• [Written task]
Rewrite the lines of the records as a JSON list of strings, one string per line with blank lines omitted, starting with the line that contains "Objective: detect white bifold" and going on through the line that contains "(411, 118), (516, 388)".

• [Listing]
● ● ●
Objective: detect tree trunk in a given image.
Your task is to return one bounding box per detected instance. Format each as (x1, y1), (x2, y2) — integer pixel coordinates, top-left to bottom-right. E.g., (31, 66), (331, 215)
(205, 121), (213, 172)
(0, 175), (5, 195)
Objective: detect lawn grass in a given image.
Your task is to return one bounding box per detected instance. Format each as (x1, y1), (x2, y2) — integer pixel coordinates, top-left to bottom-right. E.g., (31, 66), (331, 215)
● ● ●
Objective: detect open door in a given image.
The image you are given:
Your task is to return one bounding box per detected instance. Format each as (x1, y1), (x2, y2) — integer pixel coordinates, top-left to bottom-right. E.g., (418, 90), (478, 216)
● ● ●
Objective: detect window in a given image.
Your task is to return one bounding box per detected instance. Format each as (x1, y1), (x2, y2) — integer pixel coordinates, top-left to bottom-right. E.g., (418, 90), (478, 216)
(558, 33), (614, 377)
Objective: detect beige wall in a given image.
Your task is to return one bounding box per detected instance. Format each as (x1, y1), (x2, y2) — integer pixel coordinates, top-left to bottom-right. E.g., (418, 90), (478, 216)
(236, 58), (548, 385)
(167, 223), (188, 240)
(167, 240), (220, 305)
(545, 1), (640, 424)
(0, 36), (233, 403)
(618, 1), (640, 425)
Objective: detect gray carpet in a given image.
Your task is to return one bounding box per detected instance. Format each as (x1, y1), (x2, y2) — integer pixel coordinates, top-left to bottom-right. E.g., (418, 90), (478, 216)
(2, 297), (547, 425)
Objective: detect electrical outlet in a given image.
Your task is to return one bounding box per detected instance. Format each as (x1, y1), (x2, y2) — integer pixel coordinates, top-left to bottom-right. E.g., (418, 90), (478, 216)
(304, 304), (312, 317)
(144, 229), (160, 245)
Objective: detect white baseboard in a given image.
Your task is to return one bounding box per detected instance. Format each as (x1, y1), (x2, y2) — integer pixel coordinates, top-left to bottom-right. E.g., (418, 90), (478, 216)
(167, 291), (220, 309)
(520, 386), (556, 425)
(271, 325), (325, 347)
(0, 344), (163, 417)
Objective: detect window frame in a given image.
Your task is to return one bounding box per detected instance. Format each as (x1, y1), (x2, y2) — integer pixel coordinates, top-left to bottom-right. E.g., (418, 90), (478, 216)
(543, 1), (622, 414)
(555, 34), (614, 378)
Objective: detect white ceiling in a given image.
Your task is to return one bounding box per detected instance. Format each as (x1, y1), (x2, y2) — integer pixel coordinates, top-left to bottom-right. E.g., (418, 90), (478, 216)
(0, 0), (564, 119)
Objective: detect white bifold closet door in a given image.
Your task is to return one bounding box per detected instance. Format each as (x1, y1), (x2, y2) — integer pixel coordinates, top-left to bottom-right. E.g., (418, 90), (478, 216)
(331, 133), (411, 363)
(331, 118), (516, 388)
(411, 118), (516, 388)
● ● ●
• [Complete response]
[
  "Objective: detect white bifold closet door in a given image.",
  "Your task is to return one bounding box per detected instance. Format each as (x1, y1), (x2, y2) — integer pixel coordinates, top-left to bottom-right. E.g., (418, 90), (478, 216)",
  "(331, 133), (411, 363)",
  "(331, 118), (516, 388)",
  "(411, 118), (516, 388)"
]